> **Data provided**
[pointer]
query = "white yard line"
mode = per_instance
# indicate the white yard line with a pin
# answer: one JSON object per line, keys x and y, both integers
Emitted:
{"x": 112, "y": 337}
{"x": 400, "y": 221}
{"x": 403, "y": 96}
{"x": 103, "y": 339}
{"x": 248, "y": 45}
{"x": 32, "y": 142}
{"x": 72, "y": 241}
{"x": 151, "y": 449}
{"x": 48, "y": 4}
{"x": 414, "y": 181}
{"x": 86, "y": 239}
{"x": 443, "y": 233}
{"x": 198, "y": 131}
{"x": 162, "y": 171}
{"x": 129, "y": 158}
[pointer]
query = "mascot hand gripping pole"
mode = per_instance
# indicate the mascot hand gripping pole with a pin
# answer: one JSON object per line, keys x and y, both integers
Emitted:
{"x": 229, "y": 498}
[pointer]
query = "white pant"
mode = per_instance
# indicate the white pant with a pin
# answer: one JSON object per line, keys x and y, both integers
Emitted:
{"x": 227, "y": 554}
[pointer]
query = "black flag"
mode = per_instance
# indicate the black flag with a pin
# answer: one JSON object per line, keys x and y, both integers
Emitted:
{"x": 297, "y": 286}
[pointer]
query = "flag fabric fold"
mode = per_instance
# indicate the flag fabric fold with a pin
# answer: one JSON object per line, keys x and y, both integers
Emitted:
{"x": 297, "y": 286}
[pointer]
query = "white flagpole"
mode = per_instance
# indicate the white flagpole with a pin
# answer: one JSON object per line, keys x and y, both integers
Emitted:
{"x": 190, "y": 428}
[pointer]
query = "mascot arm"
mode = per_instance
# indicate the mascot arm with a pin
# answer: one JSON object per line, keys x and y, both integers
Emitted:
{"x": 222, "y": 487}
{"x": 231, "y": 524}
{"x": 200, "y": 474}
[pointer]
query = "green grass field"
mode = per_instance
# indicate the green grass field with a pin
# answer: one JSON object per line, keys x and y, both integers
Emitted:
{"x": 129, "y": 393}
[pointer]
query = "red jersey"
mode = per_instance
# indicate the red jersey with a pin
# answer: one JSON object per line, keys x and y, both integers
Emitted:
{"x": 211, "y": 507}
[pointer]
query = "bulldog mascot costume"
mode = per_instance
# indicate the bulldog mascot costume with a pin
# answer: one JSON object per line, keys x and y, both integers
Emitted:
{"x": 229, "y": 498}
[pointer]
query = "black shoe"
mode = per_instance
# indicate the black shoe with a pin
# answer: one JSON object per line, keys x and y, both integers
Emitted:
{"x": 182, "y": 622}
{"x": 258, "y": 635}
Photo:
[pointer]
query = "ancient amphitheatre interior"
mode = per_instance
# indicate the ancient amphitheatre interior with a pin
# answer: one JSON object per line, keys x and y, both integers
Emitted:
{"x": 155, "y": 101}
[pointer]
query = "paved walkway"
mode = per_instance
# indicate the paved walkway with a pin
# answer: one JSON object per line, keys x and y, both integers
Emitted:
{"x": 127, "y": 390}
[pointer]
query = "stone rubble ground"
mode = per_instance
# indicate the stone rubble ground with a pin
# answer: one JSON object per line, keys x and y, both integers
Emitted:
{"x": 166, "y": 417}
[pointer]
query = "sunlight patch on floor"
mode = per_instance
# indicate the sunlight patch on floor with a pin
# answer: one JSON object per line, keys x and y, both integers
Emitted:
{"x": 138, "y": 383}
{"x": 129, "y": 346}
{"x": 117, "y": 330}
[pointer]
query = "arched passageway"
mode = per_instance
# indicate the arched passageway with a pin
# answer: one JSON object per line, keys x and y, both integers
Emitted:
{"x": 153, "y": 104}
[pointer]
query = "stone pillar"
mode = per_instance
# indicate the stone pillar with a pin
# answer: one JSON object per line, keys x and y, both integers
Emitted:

> **Required task**
Show each line of the records that contains the string "green". Case counts.

> **Reply**
query = "green grass field"
# indicate the green grass field with a pin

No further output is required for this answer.